- **EXCERPTED TEXT**:
## Start

Reputation: 41
I'm trying to figure out the PromQL for an SLO for latency, where we want 90% of all requests to be served in 1000ms or less.
I can get the 90th percentile of requests with this:
histogram_quantile( 0.90, sum by (le) ( rate(MyMetric_Request_Duration_bucket{instance="foo"}[1h]) ) )
And I can find what percentage of ALL requests were served in 1000ms or less with this.
((sum(rate(MyMetric_Request_Duration_bucket{le="1000",instance="foo"}[1h]))) / (sum (rate(MyMetric_Request_Duration_count{instance="foo"}[1h])))) *100
Is it possible to combine these into one query that tells me what percentage of requests in the 90th percentile were served in 1000ms or less?
I tried the most obvious (to me anyway) solution, but got no data back.
histogram_quantile( 0.90, sum by (le) ( rate(MyMetric_Request_Duration_bucket{le="1000",instance="foo"}[1h]) ) )
The goal is to get a measure that shows For the 90th percentile of requests, how many of those requests were under 1000ms? Seems like this should be simple but I can't find a PromQL query that allows me to do it.
Upvotes: 2
Views: 1048
Reputation: 51
I'm aware that I'm replying to an old thread but maybe it will be still helpful to someone.
I understand that you want to build an SLO which could be phrased as:
90th percentile of requests latency is lower than 1000ms 99.9% of the time over a week.
I added the week part as I haven't found over what period your SLO is considered.
I believe it can be solved by the following PromQL query:
avg_over_time(
(histogram_quantile(
0.9,
sum by (le) (rate(MyMetric_Request_Duration_bucket{instance="foo"}[1h]))
) <bool 1)[7d:]
) * 100
The trick is that it calculates the 90th
percentile and then performs a binary quantization of the result. In other words, it creates a vector of 1
s and 0
s corresponding to when the target value is met and when it's not. Then, the avg_over_time
function produces the ratio of good to all samples.
I faced a very similar problem. Based on my solution I wrote this article. I've put there a few remarks why in general it's better to avoid percentiles in SLO. You might find it interesting: https://mkaz.me/blog/2024/slo-formulas-implementation-in-promql-step-by-step#formula-for-latency-slo-with-percentiles
Upvotes: 2
Reputation: 18010
Prometheus doesn't provide a function, which could be used for calculating the share (aka the percentage) of requests served in under one second from histogram buckets. But such a function exists in VictoriaMetrics - this is Prometheus-like monitoring system I work on. The function is histogram_share(). For example, the following query returns the share of requests with durations smaller than one second served during the last hour:
histogram_share(1s, sum(rate(http_request_duration_seconds_bucket[1h])) by (le))

## End

- **DATASET EXTRACT**:
## Start

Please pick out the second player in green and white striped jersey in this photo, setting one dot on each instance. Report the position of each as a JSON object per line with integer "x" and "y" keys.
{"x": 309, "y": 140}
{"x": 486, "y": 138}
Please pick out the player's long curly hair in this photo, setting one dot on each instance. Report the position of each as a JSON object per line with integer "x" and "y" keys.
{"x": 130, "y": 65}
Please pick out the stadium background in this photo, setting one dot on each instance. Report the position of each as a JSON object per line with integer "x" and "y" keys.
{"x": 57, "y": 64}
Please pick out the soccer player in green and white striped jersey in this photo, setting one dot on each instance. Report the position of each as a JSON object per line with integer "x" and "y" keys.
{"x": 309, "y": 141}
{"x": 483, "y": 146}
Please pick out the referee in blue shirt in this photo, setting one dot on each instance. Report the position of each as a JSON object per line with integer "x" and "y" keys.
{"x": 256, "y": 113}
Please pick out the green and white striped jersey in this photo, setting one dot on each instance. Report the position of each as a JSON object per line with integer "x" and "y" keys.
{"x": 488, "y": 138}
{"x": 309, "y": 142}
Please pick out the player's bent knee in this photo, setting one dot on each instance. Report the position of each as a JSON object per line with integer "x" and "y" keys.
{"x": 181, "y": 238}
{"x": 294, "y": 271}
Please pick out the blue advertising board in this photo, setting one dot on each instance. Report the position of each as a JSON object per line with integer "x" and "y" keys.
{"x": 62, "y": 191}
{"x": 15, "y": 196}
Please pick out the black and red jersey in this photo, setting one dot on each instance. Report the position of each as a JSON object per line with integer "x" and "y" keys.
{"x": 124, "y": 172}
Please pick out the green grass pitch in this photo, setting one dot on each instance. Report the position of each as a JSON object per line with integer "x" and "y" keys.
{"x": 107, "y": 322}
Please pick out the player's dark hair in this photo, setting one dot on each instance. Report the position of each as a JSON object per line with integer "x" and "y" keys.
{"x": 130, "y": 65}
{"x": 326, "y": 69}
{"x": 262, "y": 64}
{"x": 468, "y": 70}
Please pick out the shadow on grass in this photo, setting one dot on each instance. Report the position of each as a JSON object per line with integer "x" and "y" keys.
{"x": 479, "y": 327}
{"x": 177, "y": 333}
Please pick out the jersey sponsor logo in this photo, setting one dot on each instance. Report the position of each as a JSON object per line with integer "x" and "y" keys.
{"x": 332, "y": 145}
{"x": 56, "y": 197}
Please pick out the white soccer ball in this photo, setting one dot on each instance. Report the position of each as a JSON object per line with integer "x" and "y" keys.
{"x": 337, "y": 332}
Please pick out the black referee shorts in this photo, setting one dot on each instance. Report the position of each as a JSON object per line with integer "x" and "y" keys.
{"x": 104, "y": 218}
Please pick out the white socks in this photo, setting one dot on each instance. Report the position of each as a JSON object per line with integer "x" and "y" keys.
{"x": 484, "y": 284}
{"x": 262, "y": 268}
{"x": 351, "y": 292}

## End
## Start

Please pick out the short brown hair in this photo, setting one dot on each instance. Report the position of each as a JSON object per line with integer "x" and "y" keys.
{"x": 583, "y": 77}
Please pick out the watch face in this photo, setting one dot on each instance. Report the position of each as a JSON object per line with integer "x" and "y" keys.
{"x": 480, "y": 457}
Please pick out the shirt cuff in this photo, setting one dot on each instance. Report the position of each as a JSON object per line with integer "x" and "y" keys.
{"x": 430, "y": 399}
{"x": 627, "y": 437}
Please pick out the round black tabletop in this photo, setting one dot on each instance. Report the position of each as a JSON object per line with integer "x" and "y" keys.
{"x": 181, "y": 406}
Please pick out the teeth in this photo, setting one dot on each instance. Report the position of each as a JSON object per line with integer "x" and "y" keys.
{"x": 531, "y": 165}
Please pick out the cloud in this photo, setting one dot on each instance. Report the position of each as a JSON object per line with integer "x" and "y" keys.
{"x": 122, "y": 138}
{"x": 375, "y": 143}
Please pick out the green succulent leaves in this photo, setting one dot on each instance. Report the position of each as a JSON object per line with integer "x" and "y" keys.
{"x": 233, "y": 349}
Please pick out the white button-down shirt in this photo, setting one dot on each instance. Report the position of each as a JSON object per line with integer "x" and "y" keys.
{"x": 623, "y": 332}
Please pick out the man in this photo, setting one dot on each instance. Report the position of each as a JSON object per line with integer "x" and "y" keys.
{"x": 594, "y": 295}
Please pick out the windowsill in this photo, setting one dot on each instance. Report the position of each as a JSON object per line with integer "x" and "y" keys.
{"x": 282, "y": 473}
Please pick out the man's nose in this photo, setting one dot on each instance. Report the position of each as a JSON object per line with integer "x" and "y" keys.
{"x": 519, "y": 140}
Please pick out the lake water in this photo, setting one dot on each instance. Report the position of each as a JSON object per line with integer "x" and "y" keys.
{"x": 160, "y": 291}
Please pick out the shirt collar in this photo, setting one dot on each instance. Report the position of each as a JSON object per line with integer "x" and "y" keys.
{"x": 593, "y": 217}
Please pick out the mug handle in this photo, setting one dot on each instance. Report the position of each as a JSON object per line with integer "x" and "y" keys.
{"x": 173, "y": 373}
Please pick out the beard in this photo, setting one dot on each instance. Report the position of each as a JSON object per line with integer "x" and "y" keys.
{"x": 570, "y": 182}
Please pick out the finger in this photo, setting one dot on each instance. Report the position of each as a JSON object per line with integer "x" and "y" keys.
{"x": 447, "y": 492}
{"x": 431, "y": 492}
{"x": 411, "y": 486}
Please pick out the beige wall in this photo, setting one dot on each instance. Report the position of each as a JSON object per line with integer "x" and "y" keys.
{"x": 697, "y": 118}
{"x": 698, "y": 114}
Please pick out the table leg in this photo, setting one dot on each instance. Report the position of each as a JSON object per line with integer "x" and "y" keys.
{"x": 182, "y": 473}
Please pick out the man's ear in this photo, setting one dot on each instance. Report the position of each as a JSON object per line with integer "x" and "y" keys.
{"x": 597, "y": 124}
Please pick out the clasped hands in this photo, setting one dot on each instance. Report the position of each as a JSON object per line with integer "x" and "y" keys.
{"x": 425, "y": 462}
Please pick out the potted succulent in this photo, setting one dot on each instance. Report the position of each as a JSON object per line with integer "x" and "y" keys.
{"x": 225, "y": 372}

## End
## Start

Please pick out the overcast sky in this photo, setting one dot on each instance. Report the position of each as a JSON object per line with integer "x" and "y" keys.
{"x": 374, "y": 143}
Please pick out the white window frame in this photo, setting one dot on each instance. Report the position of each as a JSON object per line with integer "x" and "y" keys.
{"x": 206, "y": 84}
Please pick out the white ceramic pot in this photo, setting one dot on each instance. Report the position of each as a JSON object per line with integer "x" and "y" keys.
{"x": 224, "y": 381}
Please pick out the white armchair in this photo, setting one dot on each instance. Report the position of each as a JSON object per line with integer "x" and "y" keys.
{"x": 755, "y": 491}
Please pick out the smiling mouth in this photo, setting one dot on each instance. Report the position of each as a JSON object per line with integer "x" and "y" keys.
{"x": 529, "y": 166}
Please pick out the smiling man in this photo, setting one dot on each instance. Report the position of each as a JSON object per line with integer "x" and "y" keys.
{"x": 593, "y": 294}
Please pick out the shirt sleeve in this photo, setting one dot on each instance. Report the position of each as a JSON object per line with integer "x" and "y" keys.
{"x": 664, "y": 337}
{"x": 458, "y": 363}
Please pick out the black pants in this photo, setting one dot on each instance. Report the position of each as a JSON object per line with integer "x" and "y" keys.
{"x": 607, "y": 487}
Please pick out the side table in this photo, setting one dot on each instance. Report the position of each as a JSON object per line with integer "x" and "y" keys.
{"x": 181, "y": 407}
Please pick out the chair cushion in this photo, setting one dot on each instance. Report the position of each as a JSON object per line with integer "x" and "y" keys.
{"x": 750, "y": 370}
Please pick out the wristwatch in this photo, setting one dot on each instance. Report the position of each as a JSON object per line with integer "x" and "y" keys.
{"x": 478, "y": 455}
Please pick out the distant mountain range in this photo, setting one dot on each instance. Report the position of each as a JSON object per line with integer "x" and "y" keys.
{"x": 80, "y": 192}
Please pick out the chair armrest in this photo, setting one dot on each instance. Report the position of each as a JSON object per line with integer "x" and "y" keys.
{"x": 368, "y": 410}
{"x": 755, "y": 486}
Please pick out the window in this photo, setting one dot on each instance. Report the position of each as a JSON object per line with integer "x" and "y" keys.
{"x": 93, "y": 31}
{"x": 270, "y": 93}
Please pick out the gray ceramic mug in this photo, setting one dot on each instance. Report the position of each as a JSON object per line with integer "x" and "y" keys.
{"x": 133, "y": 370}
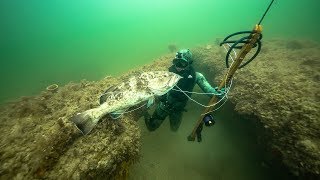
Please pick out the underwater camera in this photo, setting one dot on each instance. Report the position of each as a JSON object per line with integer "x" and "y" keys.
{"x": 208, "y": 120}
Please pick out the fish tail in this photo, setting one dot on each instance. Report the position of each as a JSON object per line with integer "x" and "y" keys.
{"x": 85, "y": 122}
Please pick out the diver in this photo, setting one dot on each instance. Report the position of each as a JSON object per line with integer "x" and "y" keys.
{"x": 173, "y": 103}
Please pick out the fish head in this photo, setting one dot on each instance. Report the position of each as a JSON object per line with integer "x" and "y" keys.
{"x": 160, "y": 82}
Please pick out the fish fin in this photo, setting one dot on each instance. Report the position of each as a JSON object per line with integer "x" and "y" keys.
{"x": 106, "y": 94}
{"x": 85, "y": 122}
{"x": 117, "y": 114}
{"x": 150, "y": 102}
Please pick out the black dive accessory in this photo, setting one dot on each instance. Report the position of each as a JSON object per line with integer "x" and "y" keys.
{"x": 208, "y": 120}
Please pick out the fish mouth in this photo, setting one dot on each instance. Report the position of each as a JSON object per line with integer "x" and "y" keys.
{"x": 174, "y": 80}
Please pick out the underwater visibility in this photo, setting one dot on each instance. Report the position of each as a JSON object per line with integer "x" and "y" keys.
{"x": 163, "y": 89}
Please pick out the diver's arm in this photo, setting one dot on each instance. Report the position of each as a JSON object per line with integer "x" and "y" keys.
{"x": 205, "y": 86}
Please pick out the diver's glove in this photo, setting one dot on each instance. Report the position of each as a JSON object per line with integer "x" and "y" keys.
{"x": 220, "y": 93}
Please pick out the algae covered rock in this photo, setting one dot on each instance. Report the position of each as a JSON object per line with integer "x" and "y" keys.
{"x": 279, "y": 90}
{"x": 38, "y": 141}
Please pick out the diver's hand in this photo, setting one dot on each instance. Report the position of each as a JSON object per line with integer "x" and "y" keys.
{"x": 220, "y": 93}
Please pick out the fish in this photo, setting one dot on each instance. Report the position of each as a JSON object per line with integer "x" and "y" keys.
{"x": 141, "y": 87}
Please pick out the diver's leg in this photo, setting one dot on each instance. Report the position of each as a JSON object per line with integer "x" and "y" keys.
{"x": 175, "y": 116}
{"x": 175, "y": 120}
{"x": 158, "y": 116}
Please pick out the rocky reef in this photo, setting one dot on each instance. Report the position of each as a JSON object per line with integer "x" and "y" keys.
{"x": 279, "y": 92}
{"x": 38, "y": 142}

## End

- **WHAT TO DO**:
(1) Reproduce the part of the PromQL latency thread that runs from "I can get the" up to and including "1000ms or less?", with every character kept as it appears.
(2) Give only the number of lines in the listing that contain the string "fish", with case counting.

- **RESULTS**:
(1)
I can get the 90th percentile of requests with this:
histogram_quantile( 0.90, sum by (le) ( rate(MyMetric_Request_Duration_bucket{instance="foo"}[1h]) ) )
And I can find what percentage of ALL requests were served in 1000ms or less with this.
((sum(rate(MyMetric_Request_Duration_bucket{le="1000",instance="foo"}[1h]))) / (sum (rate(MyMetric_Request_Duration_count{instance="foo"}[1h])))) *100
Is it possible to combine these into one query that tells me what percentage of requests in the 90th percentile were served in 1000ms or less?

(2) 5